TEKS YANG DIBERIKAN:
# # # # # # #

Padahal Islam telah memberikan jaminan dan standar mengenai sistem kehidupan terbaik. Allah Taala berfirman:

“Kamu adalah umat yang terbaik yang dilahirkan untuk manusia, menyuruh kepada yang ma’ruf, dan mencegah dari yang munkar, dan beriman kepada Allah. Sekiranya Ahli Kitab beriman, tentulah itu lebih baik bagi mereka, di antara mereka ada yang beriman, dan kebanyakan mereka adalah orang-orang yang fasik.” (TQS Ali Imran [3]: 110).

Islam memberikan solusi komprehensif untuk menanggulangi perundungan yang dalam hal ini terdiri atas empat pilar. Pertama, individu yang bertakwa. Kedua, masyarakat yang memiliki pemikiran, perasaan dan peraturan Islam sehingga aktivitas amar ma’ruf nahi munkar adalah bagian dari keseharian mereka. Ketiga, sistem pendidikan Islam. Keempat, negara yang menerapkan sanksi tegas dan adil.

Individu yang bertakwa lahir dari keluarga yang menjadikan akidah Islam sebagai landasan perbuatan. Keluarga yang terikat dengan syariat Islam secara kafah akan melahirkan orang-orang saleh yang enggan berlaku maksiat. Hanya saja, keluarga tersebut tentu tidak bisa berdiri sendiri. Mereka membutuhkan lingkungan tempat tinggal yang nyaman bersama masyarakat yang kondusif.

# # # # # # #

TUGAS ANDA:
#1 Menurut teks tentang solusi Islam atas perundungan, mengapa keluarga tidak bisa berdiri sendiri? Jawablah dalam satu sampai tiga kalimat.
#2 Temukan setiap baris dalam daftar yang memuat kata "white", lalu salin semua baris itu.

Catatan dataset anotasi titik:
# # # # # # #

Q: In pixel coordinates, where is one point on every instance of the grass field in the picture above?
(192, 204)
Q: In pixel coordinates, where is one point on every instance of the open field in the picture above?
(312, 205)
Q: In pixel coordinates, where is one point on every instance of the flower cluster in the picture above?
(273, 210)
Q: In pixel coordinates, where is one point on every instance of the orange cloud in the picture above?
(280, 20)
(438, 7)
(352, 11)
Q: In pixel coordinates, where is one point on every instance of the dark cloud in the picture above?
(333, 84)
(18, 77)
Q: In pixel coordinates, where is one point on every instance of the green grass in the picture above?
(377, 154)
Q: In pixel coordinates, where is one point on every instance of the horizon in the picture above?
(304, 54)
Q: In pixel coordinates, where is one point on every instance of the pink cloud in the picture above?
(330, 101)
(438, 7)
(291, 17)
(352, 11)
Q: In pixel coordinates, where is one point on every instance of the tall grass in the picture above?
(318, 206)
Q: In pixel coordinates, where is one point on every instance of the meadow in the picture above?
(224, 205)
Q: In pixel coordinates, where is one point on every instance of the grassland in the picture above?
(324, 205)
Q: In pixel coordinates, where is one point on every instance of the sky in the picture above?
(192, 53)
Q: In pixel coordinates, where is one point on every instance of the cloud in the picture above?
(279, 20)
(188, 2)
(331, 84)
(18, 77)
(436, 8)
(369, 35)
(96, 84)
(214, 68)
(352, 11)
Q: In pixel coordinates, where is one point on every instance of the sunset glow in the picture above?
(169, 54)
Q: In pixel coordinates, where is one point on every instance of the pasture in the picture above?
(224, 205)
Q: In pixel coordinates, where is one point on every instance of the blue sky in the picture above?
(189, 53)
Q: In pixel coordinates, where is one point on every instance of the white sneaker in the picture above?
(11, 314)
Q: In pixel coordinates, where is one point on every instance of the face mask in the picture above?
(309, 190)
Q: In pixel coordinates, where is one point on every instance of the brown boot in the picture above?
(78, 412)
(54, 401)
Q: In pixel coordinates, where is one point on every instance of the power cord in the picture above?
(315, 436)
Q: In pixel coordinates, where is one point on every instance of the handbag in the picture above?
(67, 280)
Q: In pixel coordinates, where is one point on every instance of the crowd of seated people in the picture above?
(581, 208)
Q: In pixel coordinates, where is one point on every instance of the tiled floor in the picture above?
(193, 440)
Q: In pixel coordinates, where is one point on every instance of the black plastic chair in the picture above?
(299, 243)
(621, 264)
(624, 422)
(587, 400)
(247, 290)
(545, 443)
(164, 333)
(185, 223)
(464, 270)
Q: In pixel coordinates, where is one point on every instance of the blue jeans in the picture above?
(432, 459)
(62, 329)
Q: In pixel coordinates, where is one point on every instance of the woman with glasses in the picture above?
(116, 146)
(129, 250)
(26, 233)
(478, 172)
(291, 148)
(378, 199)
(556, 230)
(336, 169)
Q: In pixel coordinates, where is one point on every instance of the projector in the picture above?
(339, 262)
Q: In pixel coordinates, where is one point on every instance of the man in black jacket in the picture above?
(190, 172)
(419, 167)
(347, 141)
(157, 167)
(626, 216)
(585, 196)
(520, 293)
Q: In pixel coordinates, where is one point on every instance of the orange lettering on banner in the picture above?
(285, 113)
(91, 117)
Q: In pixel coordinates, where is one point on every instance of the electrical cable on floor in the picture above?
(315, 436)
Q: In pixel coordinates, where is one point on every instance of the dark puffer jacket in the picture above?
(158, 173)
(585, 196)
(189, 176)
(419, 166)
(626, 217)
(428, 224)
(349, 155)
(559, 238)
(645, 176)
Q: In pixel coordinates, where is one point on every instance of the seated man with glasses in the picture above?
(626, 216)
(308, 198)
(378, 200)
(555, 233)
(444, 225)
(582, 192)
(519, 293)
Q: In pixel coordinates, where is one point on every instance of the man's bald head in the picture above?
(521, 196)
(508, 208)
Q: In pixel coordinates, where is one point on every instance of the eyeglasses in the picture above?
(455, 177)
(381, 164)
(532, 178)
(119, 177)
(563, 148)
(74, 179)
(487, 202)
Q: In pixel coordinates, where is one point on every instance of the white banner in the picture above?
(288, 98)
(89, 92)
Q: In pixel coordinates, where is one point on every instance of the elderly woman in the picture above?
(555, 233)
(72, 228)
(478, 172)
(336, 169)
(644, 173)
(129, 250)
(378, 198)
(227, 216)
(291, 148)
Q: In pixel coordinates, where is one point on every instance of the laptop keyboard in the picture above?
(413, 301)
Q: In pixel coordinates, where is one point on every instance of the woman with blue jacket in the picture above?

# # # # # # #

JAWABAN PER TUGAS:
#1 Keluarga tidak bisa berdiri sendiri karena membutuhkan lingkungan tempat tinggal yang nyaman bersama masyarakat yang kondusif.

#2
Q: In pixel coordinates, where is one point on every instance of the white sneaker in the picture above?
Q: In pixel coordinates, where is one point on every instance of the white banner in the picture above?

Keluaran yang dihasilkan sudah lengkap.